__Work to be completed__. Find every line in the records that contains the string "blue" and copy each one in full. Matching is case-sensitive.

── Supplied material ──

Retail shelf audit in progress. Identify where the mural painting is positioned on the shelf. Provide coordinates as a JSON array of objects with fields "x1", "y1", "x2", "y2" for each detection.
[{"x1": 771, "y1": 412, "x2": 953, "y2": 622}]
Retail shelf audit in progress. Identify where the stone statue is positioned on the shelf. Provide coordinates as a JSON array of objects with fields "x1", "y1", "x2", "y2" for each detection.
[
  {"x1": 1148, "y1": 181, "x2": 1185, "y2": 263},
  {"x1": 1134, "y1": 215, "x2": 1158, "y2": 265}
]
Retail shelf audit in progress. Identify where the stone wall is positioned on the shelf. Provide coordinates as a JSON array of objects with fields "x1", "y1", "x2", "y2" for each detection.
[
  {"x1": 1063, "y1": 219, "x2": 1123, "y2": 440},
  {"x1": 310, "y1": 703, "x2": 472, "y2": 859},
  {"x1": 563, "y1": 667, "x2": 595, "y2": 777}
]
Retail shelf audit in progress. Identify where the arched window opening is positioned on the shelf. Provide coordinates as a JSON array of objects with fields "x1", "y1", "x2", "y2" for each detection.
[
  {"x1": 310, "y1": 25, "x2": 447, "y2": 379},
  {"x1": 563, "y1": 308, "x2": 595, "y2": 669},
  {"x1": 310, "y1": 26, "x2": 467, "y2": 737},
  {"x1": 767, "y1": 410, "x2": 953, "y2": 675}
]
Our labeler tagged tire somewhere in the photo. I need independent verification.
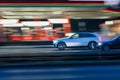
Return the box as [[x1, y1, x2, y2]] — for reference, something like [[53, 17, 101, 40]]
[[102, 45, 110, 51], [57, 42, 66, 50], [88, 42, 97, 50]]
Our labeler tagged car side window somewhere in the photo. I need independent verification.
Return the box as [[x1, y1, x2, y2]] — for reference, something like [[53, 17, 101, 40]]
[[72, 34, 79, 39], [79, 34, 95, 37]]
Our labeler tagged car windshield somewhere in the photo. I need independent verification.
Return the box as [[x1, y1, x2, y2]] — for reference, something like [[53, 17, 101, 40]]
[[0, 0, 120, 80]]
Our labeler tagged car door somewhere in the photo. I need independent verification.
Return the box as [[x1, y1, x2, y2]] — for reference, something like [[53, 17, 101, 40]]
[[66, 33, 89, 47], [111, 37, 120, 49], [66, 33, 83, 47]]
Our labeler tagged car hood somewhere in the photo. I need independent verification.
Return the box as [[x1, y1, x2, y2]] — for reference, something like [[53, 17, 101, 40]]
[[54, 38, 69, 41]]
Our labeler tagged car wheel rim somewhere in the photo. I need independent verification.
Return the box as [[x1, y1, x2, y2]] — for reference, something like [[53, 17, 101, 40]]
[[58, 43, 65, 50], [104, 46, 109, 51], [90, 43, 96, 49]]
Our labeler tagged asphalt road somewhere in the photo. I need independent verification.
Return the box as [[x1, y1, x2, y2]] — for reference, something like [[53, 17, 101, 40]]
[[0, 65, 120, 80], [0, 46, 120, 80]]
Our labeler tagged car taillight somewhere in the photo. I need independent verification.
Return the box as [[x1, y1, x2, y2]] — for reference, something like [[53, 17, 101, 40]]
[[98, 37, 103, 42]]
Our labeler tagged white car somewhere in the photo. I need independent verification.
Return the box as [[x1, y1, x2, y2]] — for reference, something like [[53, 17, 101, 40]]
[[53, 32, 107, 50]]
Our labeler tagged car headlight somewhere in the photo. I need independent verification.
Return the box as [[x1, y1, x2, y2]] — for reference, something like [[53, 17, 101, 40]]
[[98, 43, 102, 46], [53, 40, 58, 43]]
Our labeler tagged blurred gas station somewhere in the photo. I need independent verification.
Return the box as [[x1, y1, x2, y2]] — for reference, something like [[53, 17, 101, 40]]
[[0, 0, 120, 42]]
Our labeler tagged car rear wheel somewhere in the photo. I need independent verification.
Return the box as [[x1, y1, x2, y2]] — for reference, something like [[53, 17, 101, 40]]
[[102, 45, 110, 51], [57, 42, 66, 50], [88, 42, 97, 50]]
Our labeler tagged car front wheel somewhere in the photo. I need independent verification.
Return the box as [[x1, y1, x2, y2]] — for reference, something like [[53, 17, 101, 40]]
[[57, 42, 66, 50], [88, 42, 97, 50], [102, 45, 110, 51]]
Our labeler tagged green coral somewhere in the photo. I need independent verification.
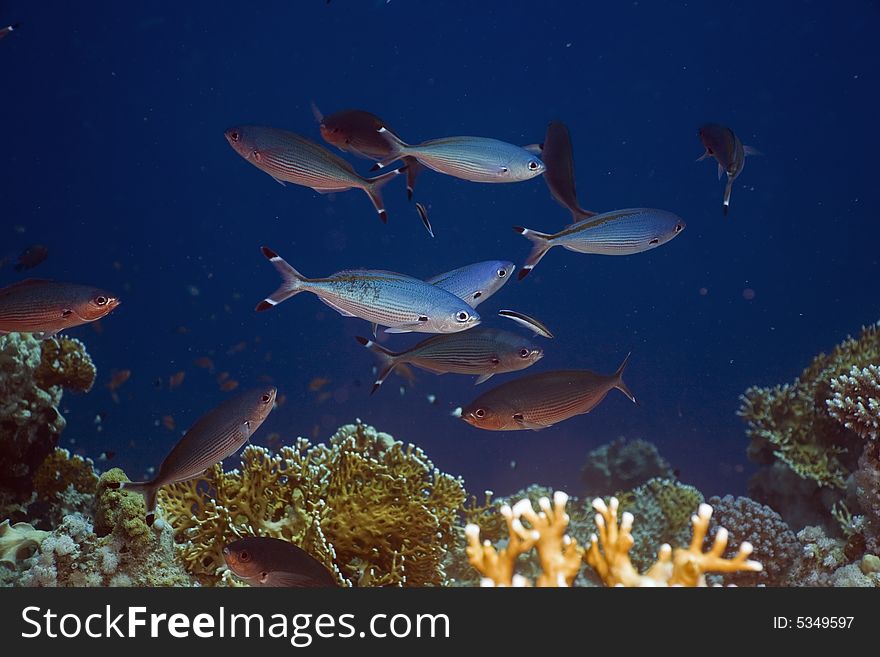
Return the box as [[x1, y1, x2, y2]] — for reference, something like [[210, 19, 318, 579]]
[[739, 324, 880, 489], [159, 423, 465, 586]]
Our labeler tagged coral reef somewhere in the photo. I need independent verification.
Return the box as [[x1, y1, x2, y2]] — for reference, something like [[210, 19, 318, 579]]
[[465, 491, 584, 587], [585, 497, 761, 587], [0, 520, 49, 566], [707, 495, 801, 586], [581, 438, 673, 499], [615, 479, 703, 570], [34, 336, 97, 392], [0, 333, 66, 496], [159, 422, 466, 586]]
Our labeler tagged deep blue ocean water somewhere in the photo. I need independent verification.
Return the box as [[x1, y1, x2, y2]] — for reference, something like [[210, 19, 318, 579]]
[[0, 0, 880, 494]]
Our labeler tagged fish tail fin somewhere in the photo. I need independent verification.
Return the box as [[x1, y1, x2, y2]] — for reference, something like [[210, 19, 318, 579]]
[[364, 166, 406, 224], [355, 336, 400, 395], [724, 178, 733, 217], [107, 479, 159, 527], [513, 226, 553, 280], [255, 246, 308, 312], [614, 352, 639, 404], [370, 126, 410, 171]]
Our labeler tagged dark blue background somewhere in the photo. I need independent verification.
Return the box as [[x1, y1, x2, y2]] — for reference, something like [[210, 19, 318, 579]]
[[0, 0, 880, 493]]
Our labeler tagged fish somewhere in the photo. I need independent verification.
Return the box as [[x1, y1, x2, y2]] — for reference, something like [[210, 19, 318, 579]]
[[15, 244, 49, 271], [223, 536, 339, 587], [498, 310, 554, 339], [513, 208, 687, 280], [527, 121, 596, 223], [461, 354, 637, 431], [355, 327, 544, 394], [256, 246, 480, 333], [312, 103, 433, 200], [0, 23, 21, 40], [0, 278, 120, 338], [109, 387, 278, 525], [225, 126, 404, 222], [371, 127, 545, 183], [697, 123, 760, 217]]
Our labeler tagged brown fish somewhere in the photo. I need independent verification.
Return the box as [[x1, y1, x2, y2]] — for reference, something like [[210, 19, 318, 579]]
[[15, 244, 49, 271], [0, 278, 120, 338], [225, 126, 404, 222], [312, 104, 433, 200], [223, 536, 338, 587], [112, 387, 277, 525], [461, 355, 636, 431], [697, 123, 759, 217], [527, 121, 596, 223]]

───

__Written response__.
Our labeler tagged deep blue ocean water somewhere in the photo. I need independent verification.
Our labeler tagged dark blue background somewhere in the photo. I need independent verification.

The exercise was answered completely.